(Extract):
==============================
Courses
Introduction to Astrobiology, Microbes in the Environment, Special Topics in Microbiology

Research Interests
Molecular Geomicrobiology: research in Professor Blank's lab revolves around studying microorganisms and how they co-evolved with the early Earth.

Hyperthermophilic microbes in Silica Depositing Yellowstone Hot Springs: Little is know about the microbes in these springs, however they all form the deepest branches in the tree of life and are the closest known relatives to the last universal common ancestor. The genomes of these organisms are repositories of over 3 billion years of evolutionary and environmental change. Therefore, the study of these organisms, their gene content and their metabolic capabilities has the potential to help us better understand the early evolution of life and how different lineages independently adapted to the presence of oxygen in the atmosphere. Research projects include developing new in situ techniques to identify the metabolic capabilities of novel uncultured organisms using the NanoSIMS Instrument in the Department of Physics. This work is in collaboration with Dr. Christine Floss. Professor Blank is also working on silicification and fossilization of microbes in collaboration with Dr. Sherry Cady at Portland State University, and how geochemical parameters influence ancient and modern microbial ecosystems in collaboration with Dr. Nancy Hinman at the University of Montana.
==============================
(Material provided):
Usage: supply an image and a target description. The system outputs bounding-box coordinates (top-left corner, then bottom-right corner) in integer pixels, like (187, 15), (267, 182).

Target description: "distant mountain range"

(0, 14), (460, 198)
==============================
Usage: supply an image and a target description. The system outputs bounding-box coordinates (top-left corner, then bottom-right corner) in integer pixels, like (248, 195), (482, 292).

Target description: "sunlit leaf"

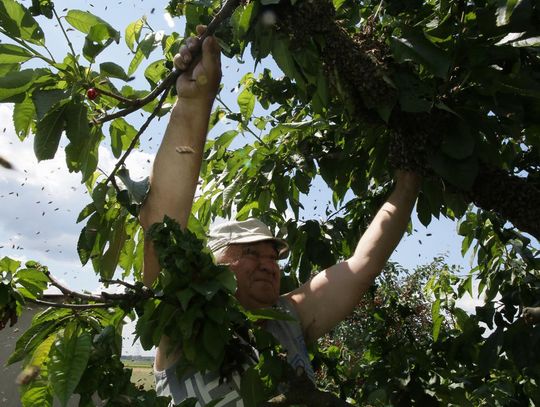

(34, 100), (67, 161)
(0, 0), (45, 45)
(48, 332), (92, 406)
==============================
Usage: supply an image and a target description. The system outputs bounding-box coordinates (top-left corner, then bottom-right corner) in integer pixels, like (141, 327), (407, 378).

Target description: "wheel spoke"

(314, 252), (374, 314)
==============================
(Work task 1):
Translate this sentence from the research profile into Spanish: "This work is in collaboration with Dr. Christine Floss."
(Work task 2):
According to the research profile, who at the University of Montana collaborates with Professor Blank?
The data in the three blocks is separate material that has no connection to the research profile.

(Exercise result 1):
Este trabajo se realiza en colaboración con la Dra. Christine Floss.

(Exercise result 2):
Dr. Nancy Hinman